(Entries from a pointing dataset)
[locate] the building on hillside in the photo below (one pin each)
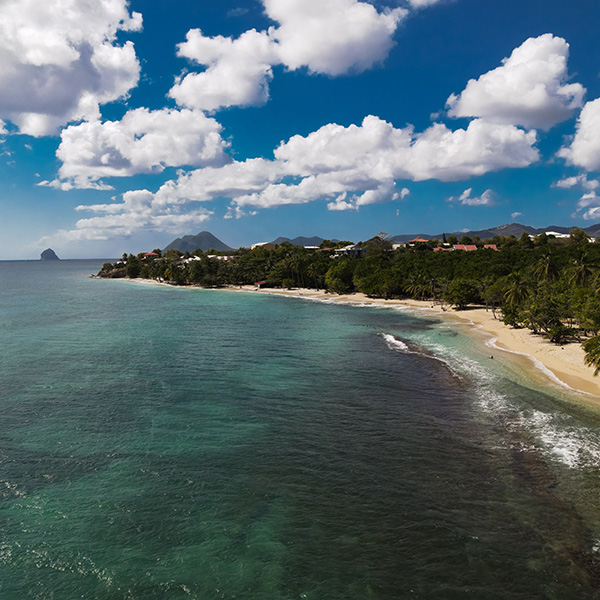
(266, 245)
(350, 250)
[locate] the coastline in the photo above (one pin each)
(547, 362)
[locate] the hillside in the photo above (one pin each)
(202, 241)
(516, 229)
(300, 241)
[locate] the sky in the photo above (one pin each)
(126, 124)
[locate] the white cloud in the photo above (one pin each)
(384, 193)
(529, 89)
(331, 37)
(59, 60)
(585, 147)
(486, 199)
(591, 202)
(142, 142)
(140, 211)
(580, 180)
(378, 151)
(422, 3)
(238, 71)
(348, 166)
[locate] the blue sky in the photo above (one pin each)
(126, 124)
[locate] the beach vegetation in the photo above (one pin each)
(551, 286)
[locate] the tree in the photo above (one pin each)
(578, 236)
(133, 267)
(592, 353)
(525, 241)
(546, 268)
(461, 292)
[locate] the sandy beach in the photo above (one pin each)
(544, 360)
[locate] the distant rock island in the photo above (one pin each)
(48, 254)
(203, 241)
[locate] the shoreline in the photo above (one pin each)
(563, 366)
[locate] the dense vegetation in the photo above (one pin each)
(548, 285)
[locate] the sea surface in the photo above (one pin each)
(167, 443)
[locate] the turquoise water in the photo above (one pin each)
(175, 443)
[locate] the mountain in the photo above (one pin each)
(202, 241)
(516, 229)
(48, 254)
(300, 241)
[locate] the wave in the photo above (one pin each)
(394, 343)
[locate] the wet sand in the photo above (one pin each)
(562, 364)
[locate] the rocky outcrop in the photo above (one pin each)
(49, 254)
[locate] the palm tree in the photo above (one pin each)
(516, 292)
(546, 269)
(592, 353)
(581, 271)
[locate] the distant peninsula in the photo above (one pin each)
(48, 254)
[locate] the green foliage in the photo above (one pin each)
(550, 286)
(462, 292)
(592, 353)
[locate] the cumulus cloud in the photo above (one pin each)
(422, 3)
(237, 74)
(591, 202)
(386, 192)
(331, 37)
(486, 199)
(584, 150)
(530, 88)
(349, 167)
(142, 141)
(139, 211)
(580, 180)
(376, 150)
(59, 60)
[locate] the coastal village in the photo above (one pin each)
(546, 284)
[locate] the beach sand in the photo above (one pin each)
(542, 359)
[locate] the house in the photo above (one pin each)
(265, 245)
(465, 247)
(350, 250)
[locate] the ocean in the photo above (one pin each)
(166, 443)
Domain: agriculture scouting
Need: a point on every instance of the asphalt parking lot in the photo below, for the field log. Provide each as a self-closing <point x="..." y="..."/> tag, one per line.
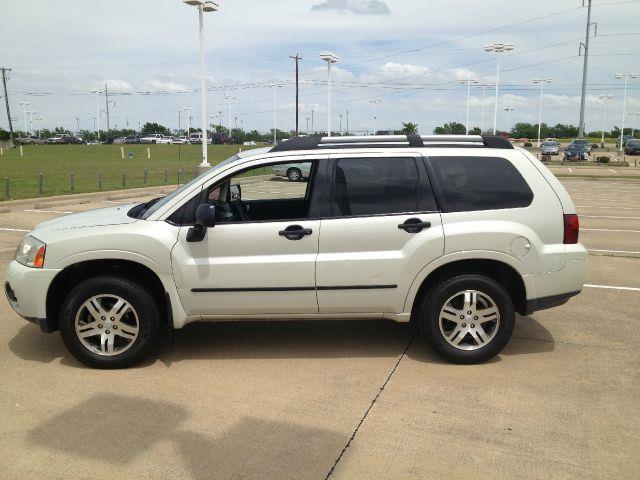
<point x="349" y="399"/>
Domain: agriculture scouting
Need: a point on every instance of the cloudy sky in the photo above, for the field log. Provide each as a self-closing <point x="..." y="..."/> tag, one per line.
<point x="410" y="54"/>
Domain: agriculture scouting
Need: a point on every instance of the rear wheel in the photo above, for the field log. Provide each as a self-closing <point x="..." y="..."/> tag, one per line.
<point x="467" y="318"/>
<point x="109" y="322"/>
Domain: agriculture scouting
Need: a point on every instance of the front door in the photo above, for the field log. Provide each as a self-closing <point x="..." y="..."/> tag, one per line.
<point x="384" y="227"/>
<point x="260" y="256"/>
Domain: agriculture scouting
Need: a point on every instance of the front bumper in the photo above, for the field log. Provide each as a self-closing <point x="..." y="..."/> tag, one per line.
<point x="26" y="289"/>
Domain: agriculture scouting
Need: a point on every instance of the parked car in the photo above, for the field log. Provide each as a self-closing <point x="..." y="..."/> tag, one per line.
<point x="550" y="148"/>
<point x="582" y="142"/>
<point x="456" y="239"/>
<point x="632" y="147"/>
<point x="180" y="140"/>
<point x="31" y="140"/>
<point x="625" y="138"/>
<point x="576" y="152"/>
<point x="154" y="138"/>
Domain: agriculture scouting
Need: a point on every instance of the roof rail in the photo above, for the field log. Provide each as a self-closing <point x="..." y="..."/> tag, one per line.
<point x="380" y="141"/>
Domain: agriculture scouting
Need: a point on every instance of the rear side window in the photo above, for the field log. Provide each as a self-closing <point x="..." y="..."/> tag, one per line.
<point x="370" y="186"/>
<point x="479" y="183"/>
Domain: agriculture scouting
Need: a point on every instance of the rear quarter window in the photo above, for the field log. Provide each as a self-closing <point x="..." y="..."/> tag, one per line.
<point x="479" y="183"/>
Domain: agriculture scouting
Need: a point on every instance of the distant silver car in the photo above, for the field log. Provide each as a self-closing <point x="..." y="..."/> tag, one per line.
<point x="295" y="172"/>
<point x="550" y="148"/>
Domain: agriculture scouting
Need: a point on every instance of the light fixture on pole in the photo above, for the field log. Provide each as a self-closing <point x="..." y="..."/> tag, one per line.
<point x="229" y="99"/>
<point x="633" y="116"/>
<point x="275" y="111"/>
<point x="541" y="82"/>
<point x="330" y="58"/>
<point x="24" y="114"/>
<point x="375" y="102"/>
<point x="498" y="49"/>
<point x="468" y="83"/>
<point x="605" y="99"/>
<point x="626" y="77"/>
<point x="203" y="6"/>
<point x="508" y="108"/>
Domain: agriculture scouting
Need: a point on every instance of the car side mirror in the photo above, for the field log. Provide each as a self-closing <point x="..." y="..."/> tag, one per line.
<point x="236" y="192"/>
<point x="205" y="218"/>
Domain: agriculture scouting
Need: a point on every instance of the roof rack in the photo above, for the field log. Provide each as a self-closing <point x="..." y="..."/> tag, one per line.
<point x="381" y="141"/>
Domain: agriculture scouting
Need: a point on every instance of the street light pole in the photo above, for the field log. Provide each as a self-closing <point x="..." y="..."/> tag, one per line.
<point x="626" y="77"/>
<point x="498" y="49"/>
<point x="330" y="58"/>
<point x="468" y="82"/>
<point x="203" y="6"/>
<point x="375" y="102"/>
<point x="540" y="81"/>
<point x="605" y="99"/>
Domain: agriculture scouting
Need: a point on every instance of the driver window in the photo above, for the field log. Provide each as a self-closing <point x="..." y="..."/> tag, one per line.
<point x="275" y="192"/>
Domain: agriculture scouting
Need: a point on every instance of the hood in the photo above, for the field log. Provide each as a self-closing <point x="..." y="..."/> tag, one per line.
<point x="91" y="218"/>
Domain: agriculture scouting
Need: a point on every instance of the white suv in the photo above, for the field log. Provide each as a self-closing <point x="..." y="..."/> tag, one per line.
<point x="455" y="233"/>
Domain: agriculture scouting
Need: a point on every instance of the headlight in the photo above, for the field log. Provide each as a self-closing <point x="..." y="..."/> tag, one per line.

> To do: Write out the records above exactly as they stand, leaving out every picture.

> Output of the task:
[locate] the building on hillside in the photo below (one pin each)
(266, 245)
(350, 250)
[locate] the coastline in the photo above (one pin each)
(547, 362)
[locate] the hillside in the photo above (one pin each)
(202, 241)
(516, 229)
(300, 241)
[locate] the sky in the photo above (one pin each)
(126, 124)
[locate] the white cloud in the photo above (one pin each)
(384, 193)
(529, 89)
(331, 37)
(59, 60)
(585, 147)
(486, 199)
(591, 202)
(142, 142)
(140, 211)
(580, 180)
(378, 151)
(422, 3)
(238, 71)
(348, 166)
[locate] the blue sky in the photo above (one pin each)
(126, 124)
[locate] the beach vegetation in the photo above (one pin each)
(551, 286)
[locate] the tree in the photo above (one pin each)
(578, 236)
(133, 267)
(592, 353)
(525, 241)
(546, 268)
(461, 292)
[locate] the sandy beach in the photo above (one pin each)
(544, 360)
[locate] the distant rock island in the photo above (one pin each)
(48, 254)
(203, 241)
[locate] the shoreline in the photo above (one pin each)
(563, 366)
[locate] the dense vegetation in the photo above (one pin each)
(548, 285)
[locate] the sea surface in the photo above (one pin each)
(167, 443)
[locate] the turquoise water in the photo above (one pin each)
(175, 443)
[locate] the mountain in the photo above (one pin each)
(202, 241)
(516, 229)
(48, 254)
(300, 241)
[locate] the wave in the photo above (one pin each)
(394, 343)
[locate] the wet sand in the photo above (one pin each)
(562, 364)
[locate] the rocky outcrop in the photo above (one pin each)
(49, 254)
[locate] the palm tree in the photo above (one pin each)
(516, 292)
(546, 269)
(592, 353)
(581, 271)
[locate] the distant peninsula in the photo above (one pin each)
(48, 254)
[locate] the green foliage in the photo above (one pin each)
(550, 286)
(462, 292)
(592, 353)
[locate] the cumulus cloud in the photo above (one pin each)
(422, 3)
(237, 74)
(591, 202)
(386, 192)
(331, 37)
(486, 199)
(584, 150)
(530, 88)
(349, 167)
(142, 141)
(139, 211)
(580, 180)
(376, 150)
(59, 60)
[locate] the coastal village in the photo above (one pin each)
(546, 284)
[locate] the beach sand in the photo above (one pin each)
(542, 359)
[locate] the house in the photo above (one pin each)
(265, 245)
(465, 247)
(350, 250)
[locate] the ocean in the photo above (one pin each)
(166, 443)
Domain: agriculture scouting
Need: a point on every instance of the asphalt parking lot in the photo below, for the field log. Provide each as a self-closing <point x="..." y="..."/> tag, one per line.
<point x="349" y="399"/>
Domain: agriculture scouting
Need: a point on every instance of the cloudy sky in the photo above, for the field log. Provide each as a self-closing <point x="..." y="..."/> tag, one per line.
<point x="410" y="54"/>
Domain: agriculture scouting
Need: a point on every instance of the rear wheel in the photo above, for the field log. Provide each as a self-closing <point x="..." y="..."/> tag, one per line.
<point x="467" y="318"/>
<point x="109" y="322"/>
Domain: agriculture scouting
Need: a point on every instance of the front door in the photo above, for the field log. Provide each as a self-closing <point x="..." y="..."/> tag, one per line.
<point x="384" y="227"/>
<point x="260" y="256"/>
Domain: agriculture scouting
Need: a point on every instance of the front bumper in the photo above, for the field log. Provide each as a self-closing <point x="..." y="..."/> tag, one per line.
<point x="26" y="289"/>
Domain: agriculture scouting
Need: a point on every instance of the parked car in the photo above, for the field log. Provide each as a self-closing <point x="..." y="..."/> tag, one per line.
<point x="550" y="148"/>
<point x="582" y="142"/>
<point x="456" y="239"/>
<point x="632" y="147"/>
<point x="180" y="140"/>
<point x="31" y="140"/>
<point x="625" y="138"/>
<point x="576" y="152"/>
<point x="154" y="138"/>
Domain: agriculture scouting
Need: a point on every instance of the roof rail in the photo above, for the field log. Provide each as a self-closing <point x="..." y="..."/> tag, one per line.
<point x="380" y="141"/>
Domain: agriculture scouting
Need: a point on every instance of the rear side window in the photo above, for the field log. Provide each as a self-closing <point x="..." y="..."/> tag, one per line.
<point x="370" y="186"/>
<point x="479" y="183"/>
Domain: agriculture scouting
Need: a point on every instance of the rear quarter window in the photo above, for the field log. Provide each as a self-closing <point x="..." y="..."/> tag, one per line.
<point x="479" y="183"/>
Domain: agriculture scouting
Need: a point on every instance of the distant silver car in the photo above, for the field log. Provide each as a self-closing <point x="..." y="..."/> tag, one per line.
<point x="295" y="172"/>
<point x="550" y="148"/>
Domain: agriculture scouting
Need: a point on every instance of the light fixture on pole in the photo above, for the field log. Provide each as a self-closing <point x="..." y="..."/> tag, one per line.
<point x="229" y="99"/>
<point x="633" y="116"/>
<point x="275" y="111"/>
<point x="541" y="82"/>
<point x="330" y="58"/>
<point x="24" y="114"/>
<point x="375" y="102"/>
<point x="498" y="49"/>
<point x="468" y="83"/>
<point x="605" y="99"/>
<point x="626" y="77"/>
<point x="203" y="6"/>
<point x="508" y="108"/>
Domain: agriculture scouting
Need: a point on every instance of the car side mirror in the photo above, for the field log. Provide each as a self-closing <point x="..." y="..."/> tag, one per line.
<point x="236" y="192"/>
<point x="205" y="218"/>
Domain: agriculture scouting
Need: a point on every instance of the roof rack in the photo above, for the field log. Provide each as a self-closing <point x="..." y="..."/> tag, one per line.
<point x="381" y="141"/>
Domain: agriculture scouting
Need: a point on every instance of the street light pole in the photo above, for the field log. Provide each as a self-closing <point x="..." y="..."/> tag, one per line.
<point x="626" y="77"/>
<point x="498" y="49"/>
<point x="330" y="58"/>
<point x="468" y="82"/>
<point x="203" y="6"/>
<point x="375" y="102"/>
<point x="540" y="81"/>
<point x="605" y="99"/>
Domain: agriculture scouting
Need: a point on every instance of the driver window in the photo above, for the field log. Provide each as a self-closing <point x="..." y="..."/> tag, one per line.
<point x="275" y="192"/>
Domain: agriculture scouting
Need: a point on every instance of the hood in the photo above, for the field log. Provide each as a self-closing <point x="..." y="..."/> tag, one per line.
<point x="91" y="218"/>
Domain: agriculture scouting
Need: a point on every instance of the white suv in the photo above, for the field log. Provide each as a self-closing <point x="..." y="..."/> tag, one per line.
<point x="455" y="233"/>
Domain: agriculture scouting
Need: a point on every instance of the headlight in the photo above, for the field log. Provide each as a self-closing <point x="..." y="..."/> tag, one per line.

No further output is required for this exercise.